Rows from a pointing dataset:
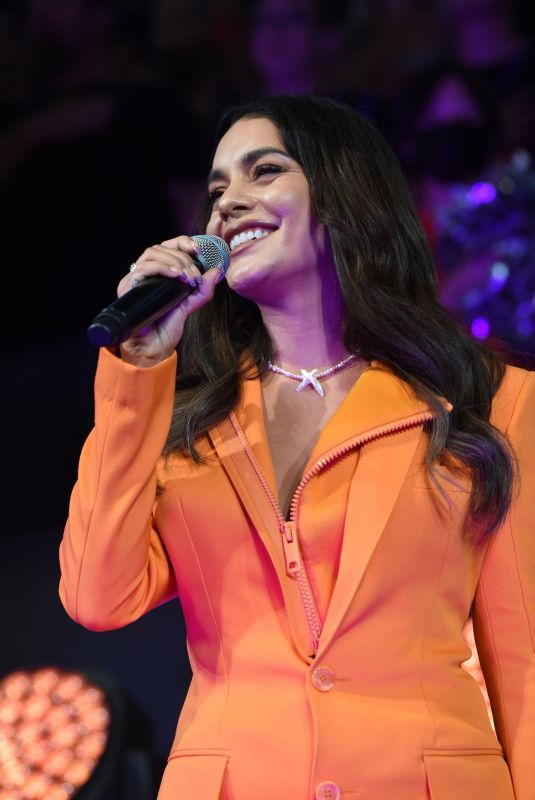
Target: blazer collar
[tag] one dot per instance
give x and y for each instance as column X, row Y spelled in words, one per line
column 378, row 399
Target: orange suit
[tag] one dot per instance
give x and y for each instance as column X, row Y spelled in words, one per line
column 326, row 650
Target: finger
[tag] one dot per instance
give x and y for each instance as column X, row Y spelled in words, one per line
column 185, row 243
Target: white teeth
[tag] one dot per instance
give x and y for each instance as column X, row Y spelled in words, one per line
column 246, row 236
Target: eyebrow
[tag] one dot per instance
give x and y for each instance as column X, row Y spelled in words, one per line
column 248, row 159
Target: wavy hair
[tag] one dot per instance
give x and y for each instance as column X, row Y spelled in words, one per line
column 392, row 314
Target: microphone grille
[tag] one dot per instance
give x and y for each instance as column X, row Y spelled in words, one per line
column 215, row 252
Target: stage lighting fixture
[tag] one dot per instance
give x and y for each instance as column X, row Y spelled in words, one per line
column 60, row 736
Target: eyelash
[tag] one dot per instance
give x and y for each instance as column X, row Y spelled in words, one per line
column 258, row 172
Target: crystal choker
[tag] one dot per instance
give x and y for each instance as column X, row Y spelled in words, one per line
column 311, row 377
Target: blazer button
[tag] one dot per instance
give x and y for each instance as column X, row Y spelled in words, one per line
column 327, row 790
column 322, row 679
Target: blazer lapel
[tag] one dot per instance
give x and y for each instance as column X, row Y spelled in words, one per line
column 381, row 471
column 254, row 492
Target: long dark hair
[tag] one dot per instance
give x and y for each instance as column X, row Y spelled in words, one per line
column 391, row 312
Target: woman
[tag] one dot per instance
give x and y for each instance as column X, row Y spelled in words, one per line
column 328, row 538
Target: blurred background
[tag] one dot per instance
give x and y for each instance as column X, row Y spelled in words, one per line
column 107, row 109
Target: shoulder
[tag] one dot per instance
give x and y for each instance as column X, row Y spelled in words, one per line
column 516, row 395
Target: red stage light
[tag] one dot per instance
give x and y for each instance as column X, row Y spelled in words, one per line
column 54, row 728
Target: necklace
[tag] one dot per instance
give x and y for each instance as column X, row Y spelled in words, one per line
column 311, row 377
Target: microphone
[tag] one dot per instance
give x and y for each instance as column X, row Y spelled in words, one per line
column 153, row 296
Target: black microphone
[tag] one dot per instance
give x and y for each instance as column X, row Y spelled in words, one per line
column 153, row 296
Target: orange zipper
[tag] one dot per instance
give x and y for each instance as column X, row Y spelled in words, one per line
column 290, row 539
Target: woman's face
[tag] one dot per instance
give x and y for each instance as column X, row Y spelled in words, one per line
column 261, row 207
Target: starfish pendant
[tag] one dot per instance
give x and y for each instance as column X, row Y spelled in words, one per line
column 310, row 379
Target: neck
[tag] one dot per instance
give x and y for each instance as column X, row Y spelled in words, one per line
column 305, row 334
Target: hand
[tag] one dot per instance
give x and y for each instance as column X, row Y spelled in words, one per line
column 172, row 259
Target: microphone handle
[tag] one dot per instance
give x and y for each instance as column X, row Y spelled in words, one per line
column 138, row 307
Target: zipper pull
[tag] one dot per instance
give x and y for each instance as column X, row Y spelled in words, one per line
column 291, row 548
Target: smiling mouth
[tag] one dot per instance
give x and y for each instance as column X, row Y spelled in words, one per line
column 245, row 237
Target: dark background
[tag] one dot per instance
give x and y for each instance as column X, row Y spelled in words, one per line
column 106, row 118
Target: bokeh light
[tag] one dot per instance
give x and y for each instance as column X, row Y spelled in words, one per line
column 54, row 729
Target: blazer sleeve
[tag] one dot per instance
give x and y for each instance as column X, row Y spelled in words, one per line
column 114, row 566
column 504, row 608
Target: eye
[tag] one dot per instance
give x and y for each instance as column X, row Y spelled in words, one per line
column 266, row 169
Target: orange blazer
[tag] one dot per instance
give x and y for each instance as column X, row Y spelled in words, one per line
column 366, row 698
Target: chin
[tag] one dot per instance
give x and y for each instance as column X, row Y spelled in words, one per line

Problem to solve: Rewrite every row above, replacing "one dot per instance" with "a single point for each instance" each time it appears and leaving everything else as it is. Leave the pictures out of your answer.

Response to this task:
Target: blazer collar
[tag] a single point for each instance
give x and y for each instance as column X, row Y spelled in words, one per line
column 378, row 399
Target: orange suit
[tag] a single point for each instance
give x and y for each instance as column X, row Y spelled in words, one per line
column 326, row 650
Target: finger
[tag] a single point for each instance
give x and y for each instance as column X, row Y spelled in words, one per line
column 185, row 243
Target: white teeth
[tag] a single point for each instance
give x and y for each instance as column X, row Y spelled in words, one per line
column 246, row 236
Target: eyebrow
[tag] a single point for each instance
give x and y for each instance as column X, row Y spelled in words, one per line
column 248, row 159
Target: wavy hair
[tag] a single point for each instance
give x and y for each instance as column X, row Y spelled in words, one per line
column 392, row 314
Target: microphone grille
[tag] a single point for each instance
give x and y for each instance as column X, row Y spelled in words, one per line
column 215, row 252
Target: stage lighting fixture
[tag] a single point for each instance
give x and y for each instance as column X, row Y spelled in words, one per line
column 60, row 736
Target: eyelash
[tag] a single point for each instance
give x and y for each instance as column X, row Y spelled in words, one per line
column 258, row 172
Target: crystal choker
[tag] a single point for each instance
give x and y for each instance as column X, row Y spelled in words, one per line
column 311, row 377
Target: blazer button
[tag] a single point for each instance
give x and y for each instance as column X, row Y spelled in words, one per line
column 327, row 790
column 322, row 679
Target: blazer lapel
[tag] a single point for each instance
give x and y for each instance as column X, row Y spelled in words, one per line
column 381, row 471
column 254, row 492
Target: long dark hair
[tag] a single point for each instance
give x and y for each instance as column X, row Y spelled in words, one per line
column 391, row 312
Target: woman
[tag] a single point for each instance
give x and y for each instance as column X, row Y spelled in words, one per line
column 328, row 538
Target: blurred background
[tag] a single point for each instance
give x and y for each instance as column X, row Y spelled in words, one per line
column 107, row 109
Target: shoulder
[tag] a single point for each instance
give x and y for each instance as column X, row Y spelled in words, one per line
column 516, row 395
Target: red stage light
[tag] a single point for each instance
give x and y for each instance as column X, row Y spelled in words, one per line
column 54, row 728
Target: necklace
[tag] a single point for each instance
give x and y for each instance as column X, row Y spelled in words, one per line
column 311, row 377
Target: microphone
[tag] a single point for each instance
give x and y for each instance as column X, row Y spelled in words, one per line
column 153, row 296
Target: black microphone
[tag] a single point for each instance
give x and y for each instance as column X, row Y spelled in words, one per line
column 153, row 296
Target: orange zipper
[tag] a single point for each instance
give x and y for each instance as column X, row Y spelled in words, one per line
column 290, row 539
Target: woman's face
[tag] a single point for each instance
give x and y for each instance as column X, row Y spelled in words, one per line
column 261, row 207
Target: starfish pendant
[tag] a single point for each instance
give x and y for each instance as column X, row Y spelled in words, one per line
column 310, row 379
Target: neck
[tag] a single point for each instance
give x and y for each instance as column X, row Y spelled in words, one per line
column 305, row 334
Target: hand
[tag] a single point for each instance
give x and y for each instance as column X, row Y spelled in words, one per line
column 172, row 259
Target: microphone handle
[tag] a single point for each instance
give x and y for each instance as column X, row Y spelled in words, one per line
column 138, row 307
Target: zipper pull
[tag] a single point for each instance
give x and y for each instance as column X, row Y spelled in words, one per line
column 291, row 548
Target: smiling mouth
[tag] a single point for each instance
give x and y for each instance as column X, row Y spelled in words, one per line
column 245, row 237
Target: dark background
[tag] a single point for each instance
give x and y for each instance as column X, row Y spelled in words, one per line
column 106, row 118
Target: bokeh light
[tag] a single point for each instance
give x and y for each instance as column X, row Y spelled in words, one per line
column 54, row 729
Target: blazer sleeve
[tag] a single point for each instance
give x and y for each instance as column X, row Y spelled in words, one per line
column 114, row 566
column 504, row 608
Target: eye
[tag] a single point for each instance
give x and y for each instance as column X, row Y spelled in words, one per line
column 266, row 169
Target: orange blazer
[tag] a single point for each instance
give x and y for each instance as column X, row Y spelled in words, one per line
column 366, row 698
Target: chin
[tag] a single point for each instance
give x and y for each instance as column X, row Y spelled in words, one per line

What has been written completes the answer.